● Problem to solve: Copy out everything in the entries below from the line containing "In this exercise you will find the cab" down to the line containing "[(459, 167), (162, 163)]", requests included, and scale every coordinate in the answers by 2.5, rounding to whole numbers with halves going up. Leave the requests and their format samples unchanged.
╭──
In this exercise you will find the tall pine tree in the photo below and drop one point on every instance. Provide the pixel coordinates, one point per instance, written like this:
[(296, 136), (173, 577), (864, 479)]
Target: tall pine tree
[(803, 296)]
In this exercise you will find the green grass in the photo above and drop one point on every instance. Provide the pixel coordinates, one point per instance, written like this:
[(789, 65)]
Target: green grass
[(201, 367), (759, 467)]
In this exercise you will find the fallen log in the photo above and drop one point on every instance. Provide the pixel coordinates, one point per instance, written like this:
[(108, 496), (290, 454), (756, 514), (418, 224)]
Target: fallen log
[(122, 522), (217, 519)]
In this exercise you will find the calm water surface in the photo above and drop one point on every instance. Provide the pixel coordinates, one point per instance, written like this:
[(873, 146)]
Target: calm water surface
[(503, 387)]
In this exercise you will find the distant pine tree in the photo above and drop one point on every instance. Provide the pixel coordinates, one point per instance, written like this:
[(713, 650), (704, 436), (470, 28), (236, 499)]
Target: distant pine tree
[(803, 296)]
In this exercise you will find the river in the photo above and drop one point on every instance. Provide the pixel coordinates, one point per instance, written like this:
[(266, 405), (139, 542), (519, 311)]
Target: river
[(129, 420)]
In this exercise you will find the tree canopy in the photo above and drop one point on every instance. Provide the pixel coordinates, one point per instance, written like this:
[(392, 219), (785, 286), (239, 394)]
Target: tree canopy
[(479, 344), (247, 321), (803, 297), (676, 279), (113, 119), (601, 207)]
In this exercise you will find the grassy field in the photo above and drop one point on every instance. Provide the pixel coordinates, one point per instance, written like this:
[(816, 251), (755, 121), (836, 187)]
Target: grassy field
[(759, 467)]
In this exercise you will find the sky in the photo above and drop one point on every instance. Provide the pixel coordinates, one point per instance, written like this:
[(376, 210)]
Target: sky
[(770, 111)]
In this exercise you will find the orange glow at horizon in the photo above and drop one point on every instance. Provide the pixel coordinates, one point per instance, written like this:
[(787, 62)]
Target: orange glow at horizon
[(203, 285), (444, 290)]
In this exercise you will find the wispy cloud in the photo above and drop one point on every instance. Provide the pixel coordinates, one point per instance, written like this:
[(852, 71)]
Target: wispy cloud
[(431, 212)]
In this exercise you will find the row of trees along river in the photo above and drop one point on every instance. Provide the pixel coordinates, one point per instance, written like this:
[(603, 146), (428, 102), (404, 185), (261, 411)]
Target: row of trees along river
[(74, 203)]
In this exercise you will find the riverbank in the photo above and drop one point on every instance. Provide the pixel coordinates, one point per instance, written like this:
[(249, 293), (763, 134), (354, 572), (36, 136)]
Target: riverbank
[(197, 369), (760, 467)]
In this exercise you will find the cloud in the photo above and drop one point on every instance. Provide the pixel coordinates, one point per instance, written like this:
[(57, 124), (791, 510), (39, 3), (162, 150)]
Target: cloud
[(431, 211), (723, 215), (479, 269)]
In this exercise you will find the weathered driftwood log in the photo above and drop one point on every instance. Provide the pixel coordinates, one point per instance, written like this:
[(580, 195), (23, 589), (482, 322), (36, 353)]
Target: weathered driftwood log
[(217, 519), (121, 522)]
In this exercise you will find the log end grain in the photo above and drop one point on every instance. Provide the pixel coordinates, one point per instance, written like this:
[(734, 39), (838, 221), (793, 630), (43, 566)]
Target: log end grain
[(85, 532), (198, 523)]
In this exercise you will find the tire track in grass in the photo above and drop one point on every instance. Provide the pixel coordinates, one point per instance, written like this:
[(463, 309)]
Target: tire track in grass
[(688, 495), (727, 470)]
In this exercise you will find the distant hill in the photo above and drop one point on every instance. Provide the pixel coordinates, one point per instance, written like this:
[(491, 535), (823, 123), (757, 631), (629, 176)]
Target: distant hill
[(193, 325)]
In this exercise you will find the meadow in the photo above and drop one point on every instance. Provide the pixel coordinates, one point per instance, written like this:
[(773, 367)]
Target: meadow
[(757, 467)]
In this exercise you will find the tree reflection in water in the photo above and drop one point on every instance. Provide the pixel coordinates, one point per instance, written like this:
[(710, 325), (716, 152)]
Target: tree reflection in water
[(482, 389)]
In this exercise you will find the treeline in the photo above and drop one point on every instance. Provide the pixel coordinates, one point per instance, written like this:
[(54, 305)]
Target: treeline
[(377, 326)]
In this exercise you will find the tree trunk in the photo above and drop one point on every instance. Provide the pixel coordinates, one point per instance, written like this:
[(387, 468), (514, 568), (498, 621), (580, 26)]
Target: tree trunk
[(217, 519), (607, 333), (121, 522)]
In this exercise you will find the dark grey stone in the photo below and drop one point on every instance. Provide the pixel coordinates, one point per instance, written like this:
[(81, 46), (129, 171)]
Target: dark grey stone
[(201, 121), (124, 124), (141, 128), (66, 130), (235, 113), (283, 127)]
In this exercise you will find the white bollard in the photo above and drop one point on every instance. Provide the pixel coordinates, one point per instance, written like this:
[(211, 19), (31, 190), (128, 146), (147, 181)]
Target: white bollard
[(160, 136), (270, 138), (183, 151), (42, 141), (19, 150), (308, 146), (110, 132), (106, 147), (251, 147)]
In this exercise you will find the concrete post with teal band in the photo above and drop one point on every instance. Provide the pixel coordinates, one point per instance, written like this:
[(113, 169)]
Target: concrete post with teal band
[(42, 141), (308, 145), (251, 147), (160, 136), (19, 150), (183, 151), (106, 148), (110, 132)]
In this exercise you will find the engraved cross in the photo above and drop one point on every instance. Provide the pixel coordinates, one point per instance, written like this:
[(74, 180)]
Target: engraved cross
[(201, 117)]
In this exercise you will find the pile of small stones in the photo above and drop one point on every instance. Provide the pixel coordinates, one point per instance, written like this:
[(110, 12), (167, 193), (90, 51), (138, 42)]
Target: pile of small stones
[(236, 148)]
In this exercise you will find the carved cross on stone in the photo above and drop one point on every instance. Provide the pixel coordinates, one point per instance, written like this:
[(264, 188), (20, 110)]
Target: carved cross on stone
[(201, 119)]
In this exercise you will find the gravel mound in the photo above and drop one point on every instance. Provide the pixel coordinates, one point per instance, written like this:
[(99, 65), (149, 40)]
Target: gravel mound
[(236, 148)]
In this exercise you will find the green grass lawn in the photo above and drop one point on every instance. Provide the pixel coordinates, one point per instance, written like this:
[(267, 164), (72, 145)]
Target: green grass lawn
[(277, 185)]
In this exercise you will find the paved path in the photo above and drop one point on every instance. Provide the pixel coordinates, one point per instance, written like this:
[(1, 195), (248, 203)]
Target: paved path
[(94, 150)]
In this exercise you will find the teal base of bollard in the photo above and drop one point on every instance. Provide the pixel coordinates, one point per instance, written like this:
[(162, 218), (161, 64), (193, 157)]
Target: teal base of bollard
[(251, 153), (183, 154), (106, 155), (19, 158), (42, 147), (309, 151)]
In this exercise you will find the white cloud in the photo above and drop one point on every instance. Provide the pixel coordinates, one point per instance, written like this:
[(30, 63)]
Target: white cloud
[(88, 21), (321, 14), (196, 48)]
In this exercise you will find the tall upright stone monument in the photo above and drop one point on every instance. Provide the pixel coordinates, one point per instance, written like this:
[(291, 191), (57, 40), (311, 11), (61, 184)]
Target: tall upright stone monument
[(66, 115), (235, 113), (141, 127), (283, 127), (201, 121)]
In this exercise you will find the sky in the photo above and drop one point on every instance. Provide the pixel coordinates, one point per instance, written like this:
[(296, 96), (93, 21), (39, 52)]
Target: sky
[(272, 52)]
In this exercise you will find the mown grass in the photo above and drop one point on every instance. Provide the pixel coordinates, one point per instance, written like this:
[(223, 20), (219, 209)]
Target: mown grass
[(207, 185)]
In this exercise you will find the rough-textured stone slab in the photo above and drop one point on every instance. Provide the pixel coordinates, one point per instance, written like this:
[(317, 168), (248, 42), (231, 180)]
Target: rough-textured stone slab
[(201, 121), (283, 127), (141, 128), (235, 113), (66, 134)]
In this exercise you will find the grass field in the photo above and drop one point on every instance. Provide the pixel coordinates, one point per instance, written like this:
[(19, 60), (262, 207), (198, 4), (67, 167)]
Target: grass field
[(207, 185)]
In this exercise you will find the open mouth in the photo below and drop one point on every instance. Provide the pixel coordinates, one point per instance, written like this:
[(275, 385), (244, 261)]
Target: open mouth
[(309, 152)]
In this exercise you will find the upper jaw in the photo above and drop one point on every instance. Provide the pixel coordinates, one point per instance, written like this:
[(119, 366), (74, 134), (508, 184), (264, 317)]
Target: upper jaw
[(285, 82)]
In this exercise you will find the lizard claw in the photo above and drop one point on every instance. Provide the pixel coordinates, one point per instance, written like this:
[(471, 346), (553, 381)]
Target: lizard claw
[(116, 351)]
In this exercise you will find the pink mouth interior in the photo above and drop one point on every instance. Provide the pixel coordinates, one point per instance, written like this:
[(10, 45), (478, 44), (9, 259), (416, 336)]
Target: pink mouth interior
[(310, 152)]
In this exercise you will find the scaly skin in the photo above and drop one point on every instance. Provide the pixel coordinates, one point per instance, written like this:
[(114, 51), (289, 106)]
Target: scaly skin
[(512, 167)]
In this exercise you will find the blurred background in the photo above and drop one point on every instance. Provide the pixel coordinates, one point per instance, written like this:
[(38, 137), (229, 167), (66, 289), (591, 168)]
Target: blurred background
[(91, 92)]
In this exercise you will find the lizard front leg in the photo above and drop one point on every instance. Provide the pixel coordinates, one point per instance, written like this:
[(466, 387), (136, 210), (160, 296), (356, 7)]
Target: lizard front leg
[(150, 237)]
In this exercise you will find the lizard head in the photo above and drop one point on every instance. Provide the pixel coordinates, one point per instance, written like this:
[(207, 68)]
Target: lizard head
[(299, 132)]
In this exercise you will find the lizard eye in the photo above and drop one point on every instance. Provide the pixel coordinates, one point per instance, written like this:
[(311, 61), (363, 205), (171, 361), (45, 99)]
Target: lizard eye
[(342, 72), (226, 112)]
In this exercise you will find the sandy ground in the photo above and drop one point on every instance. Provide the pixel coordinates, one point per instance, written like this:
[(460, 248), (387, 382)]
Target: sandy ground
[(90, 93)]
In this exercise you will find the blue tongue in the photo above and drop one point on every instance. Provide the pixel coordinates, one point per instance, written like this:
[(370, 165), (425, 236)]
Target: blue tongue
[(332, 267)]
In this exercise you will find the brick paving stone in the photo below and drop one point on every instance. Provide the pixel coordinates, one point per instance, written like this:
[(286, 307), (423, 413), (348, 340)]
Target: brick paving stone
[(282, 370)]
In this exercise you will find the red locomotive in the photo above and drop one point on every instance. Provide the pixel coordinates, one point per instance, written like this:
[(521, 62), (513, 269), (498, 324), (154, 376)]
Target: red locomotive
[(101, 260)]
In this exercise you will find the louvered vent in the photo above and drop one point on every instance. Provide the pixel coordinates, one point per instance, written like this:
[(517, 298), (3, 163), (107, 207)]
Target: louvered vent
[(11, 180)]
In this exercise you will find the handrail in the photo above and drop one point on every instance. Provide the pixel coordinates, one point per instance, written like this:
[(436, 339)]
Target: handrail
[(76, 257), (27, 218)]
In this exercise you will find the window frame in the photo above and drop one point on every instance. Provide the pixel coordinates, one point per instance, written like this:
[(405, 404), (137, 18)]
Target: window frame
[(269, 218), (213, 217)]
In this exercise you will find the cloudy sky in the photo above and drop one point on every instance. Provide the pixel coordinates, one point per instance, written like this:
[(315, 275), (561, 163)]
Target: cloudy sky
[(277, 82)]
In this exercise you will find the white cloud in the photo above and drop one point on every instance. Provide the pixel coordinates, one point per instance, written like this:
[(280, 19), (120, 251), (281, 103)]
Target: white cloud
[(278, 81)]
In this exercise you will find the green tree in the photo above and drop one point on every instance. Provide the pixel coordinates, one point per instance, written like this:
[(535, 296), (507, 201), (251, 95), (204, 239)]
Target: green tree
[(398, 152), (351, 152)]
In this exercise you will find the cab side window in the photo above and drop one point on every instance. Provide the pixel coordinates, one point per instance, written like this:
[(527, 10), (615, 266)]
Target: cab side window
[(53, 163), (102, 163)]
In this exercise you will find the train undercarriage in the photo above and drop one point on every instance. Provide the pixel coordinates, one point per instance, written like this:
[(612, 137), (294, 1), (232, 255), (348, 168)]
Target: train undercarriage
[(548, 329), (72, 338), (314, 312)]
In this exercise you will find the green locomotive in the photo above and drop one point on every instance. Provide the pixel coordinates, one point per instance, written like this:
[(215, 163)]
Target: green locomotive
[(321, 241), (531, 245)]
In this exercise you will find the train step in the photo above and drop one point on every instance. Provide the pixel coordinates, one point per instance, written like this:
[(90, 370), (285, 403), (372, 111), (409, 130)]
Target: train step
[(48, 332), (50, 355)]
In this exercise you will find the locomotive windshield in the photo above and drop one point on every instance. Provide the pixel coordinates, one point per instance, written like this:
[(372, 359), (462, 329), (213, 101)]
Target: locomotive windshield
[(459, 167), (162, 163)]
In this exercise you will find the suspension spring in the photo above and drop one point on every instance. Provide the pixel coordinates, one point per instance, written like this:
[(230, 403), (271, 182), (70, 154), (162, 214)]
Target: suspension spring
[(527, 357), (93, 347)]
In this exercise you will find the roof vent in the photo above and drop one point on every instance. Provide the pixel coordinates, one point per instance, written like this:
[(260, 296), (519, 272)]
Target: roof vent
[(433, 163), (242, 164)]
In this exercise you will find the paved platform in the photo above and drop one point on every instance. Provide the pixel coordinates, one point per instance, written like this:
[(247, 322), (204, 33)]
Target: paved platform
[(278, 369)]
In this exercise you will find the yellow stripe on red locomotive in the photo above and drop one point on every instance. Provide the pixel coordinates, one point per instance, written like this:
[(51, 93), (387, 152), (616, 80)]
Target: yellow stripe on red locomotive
╰──
● Task solution:
In this exercise you will find the cab side window in the photo above and drop one point on every instance. Provide the pixel coordinates, one point per instance, written like this:
[(527, 10), (615, 266)]
Target: cab side window
[(133, 408), (255, 408)]
In this exercise you will find the train undercarriage in the photo above and drop one point on every instance. Provide the pixel coordinates, one point per instance, written like this:
[(612, 137), (294, 1), (232, 255), (348, 168)]
Target: train undercarriage
[(1370, 823), (180, 845), (785, 780)]
In this exercise you will find the green locomotive in the photo above and drop one point on every instance. Provide the pixel coordinates, one point per instance, written like this:
[(215, 163)]
Target: green locomotive
[(803, 603), (1328, 613)]
In this exercise you will find the train step in the photo above and drop one point on every instance. Provide the pixel coordinates, one point per instance, written like this:
[(90, 370), (285, 403), (372, 111), (409, 130)]
Target: train step
[(120, 830), (125, 888)]
In this exercise you will find the locomotive windshield in the photo above and drop one point on every instance. Provide the pixel coordinates, one point per instance, written like this:
[(372, 359), (462, 329), (213, 101)]
Target: locomotive windshield
[(1148, 418), (405, 408)]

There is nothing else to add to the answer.